— Start of DATA LINES —
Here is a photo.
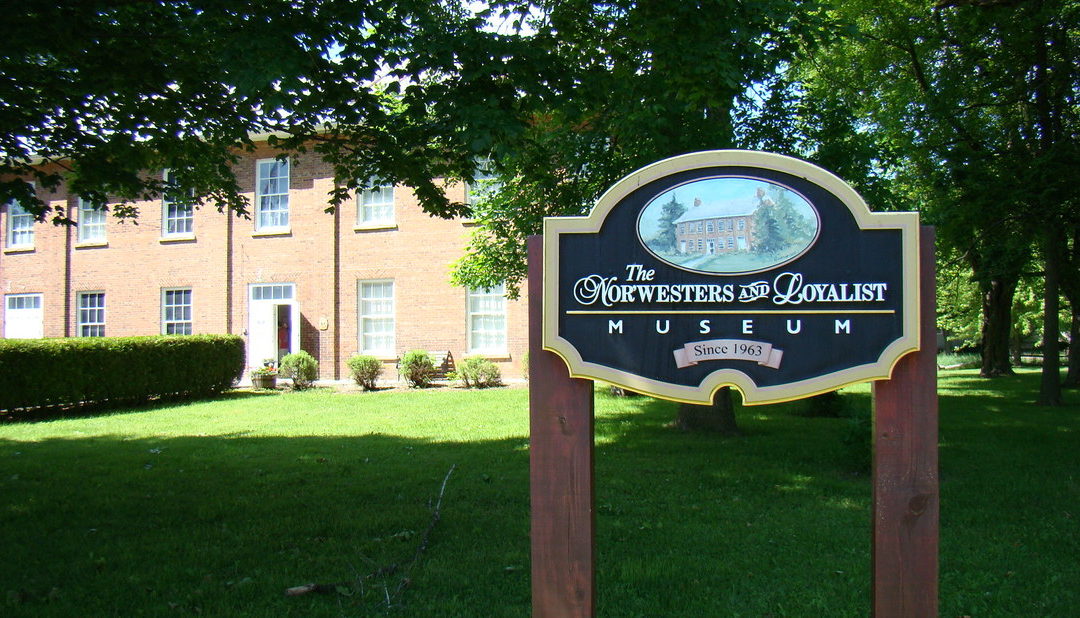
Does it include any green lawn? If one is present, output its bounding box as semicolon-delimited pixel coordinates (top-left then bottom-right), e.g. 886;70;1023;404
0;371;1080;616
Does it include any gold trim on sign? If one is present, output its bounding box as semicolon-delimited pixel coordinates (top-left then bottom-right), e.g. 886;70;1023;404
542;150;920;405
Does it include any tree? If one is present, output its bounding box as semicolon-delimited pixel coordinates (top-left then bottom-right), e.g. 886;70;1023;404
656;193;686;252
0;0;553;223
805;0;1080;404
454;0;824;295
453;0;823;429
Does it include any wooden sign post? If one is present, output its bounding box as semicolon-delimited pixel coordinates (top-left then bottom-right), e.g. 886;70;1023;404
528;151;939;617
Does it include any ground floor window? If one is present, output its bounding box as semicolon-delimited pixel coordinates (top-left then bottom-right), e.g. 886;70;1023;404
— End of DATA LINES —
— Start of DATA LINES —
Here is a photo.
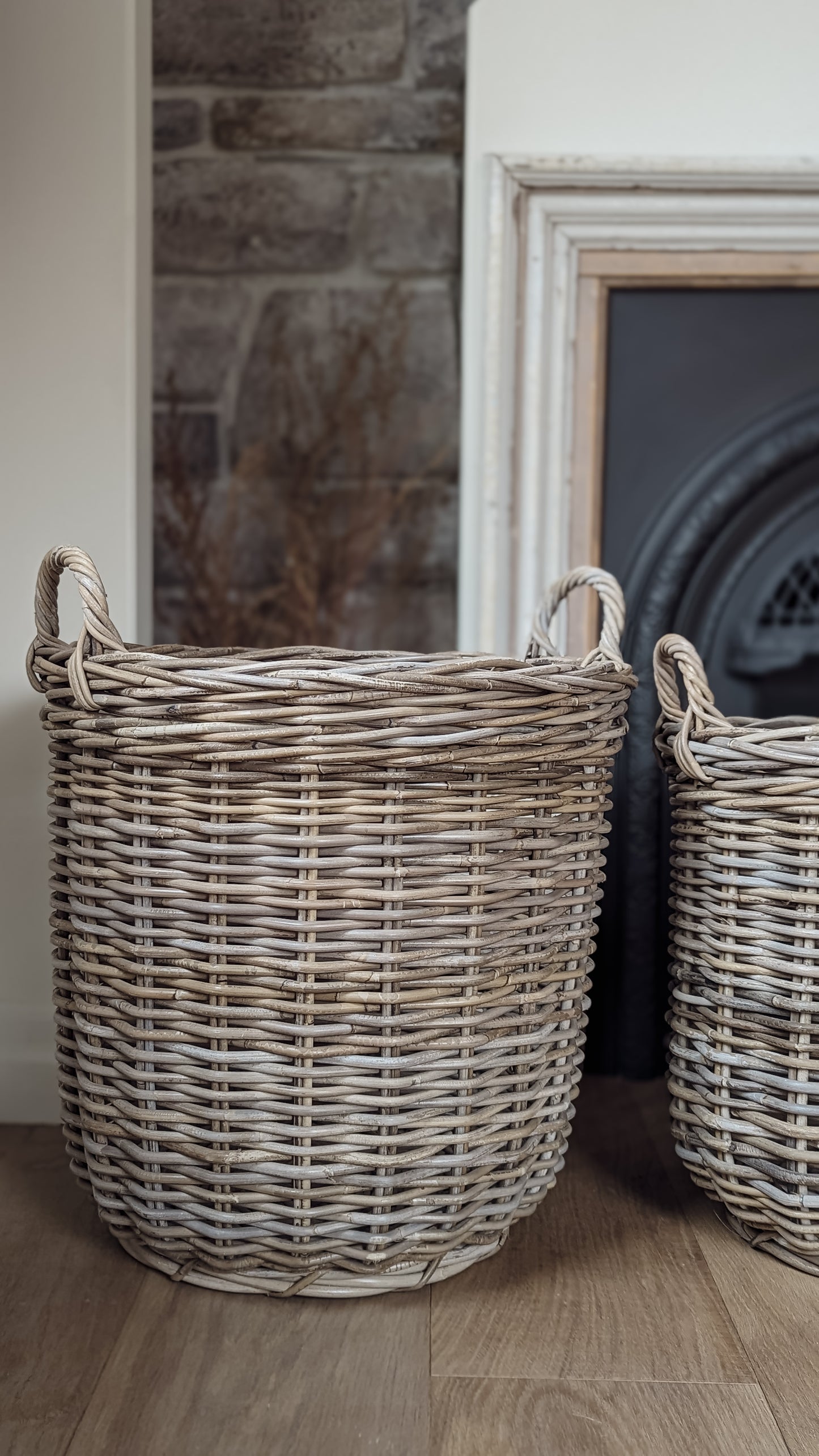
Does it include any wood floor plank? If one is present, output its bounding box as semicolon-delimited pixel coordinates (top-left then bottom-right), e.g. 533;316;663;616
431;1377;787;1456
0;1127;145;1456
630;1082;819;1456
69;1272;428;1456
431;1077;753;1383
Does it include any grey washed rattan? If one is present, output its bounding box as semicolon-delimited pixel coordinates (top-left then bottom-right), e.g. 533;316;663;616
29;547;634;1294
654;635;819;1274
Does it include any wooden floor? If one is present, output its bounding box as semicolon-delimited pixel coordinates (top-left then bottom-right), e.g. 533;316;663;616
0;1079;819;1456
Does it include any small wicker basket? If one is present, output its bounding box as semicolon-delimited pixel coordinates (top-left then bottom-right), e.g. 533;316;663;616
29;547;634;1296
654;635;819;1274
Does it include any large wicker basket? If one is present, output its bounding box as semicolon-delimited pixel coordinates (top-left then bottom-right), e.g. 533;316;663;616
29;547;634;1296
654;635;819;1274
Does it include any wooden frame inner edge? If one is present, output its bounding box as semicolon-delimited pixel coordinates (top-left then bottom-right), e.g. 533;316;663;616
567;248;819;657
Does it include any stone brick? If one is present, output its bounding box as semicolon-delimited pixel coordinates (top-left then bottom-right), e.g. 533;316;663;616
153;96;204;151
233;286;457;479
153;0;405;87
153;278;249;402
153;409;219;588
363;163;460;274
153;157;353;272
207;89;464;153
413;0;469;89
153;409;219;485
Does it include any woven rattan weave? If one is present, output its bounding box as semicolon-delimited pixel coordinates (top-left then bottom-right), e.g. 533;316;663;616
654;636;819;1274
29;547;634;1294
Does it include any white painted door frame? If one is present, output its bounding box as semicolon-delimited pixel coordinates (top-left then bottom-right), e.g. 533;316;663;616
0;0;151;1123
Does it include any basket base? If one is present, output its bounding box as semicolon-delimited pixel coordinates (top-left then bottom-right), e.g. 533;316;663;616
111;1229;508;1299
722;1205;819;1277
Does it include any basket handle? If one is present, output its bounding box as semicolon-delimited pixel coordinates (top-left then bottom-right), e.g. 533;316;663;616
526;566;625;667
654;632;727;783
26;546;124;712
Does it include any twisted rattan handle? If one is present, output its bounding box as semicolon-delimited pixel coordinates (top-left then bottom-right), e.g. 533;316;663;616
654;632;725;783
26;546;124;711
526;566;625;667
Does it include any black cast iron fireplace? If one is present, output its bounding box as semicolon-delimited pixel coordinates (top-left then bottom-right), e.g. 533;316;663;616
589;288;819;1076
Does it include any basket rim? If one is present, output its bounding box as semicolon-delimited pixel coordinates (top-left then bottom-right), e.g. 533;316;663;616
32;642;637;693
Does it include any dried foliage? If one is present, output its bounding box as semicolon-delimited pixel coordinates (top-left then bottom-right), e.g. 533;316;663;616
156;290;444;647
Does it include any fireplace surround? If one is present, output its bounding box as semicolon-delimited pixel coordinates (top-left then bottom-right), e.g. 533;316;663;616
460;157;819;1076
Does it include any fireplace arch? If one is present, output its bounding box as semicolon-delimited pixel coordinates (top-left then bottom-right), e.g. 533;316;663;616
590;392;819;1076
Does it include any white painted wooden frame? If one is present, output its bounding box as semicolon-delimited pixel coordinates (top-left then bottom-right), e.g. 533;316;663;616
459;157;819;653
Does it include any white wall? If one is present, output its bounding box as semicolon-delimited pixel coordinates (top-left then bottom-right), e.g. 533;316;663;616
— End of DATA LINES —
▶ OBJECTIVE
Pick out every line of the records above that contains the word "wicker" and copy each of those lines.

▶ OUTPUT BELOW
Does it include any small wicker basket? If one is present, output its bounding box as semicolon-delimited pixel coordinates (top-left then bottom-right), e.g. 533;316;663;616
Does it include any large wicker basket? If one is present, output its bounding box as semicolon-delimited pixel coordinates (top-left then bottom-right), e.g. 533;316;663;616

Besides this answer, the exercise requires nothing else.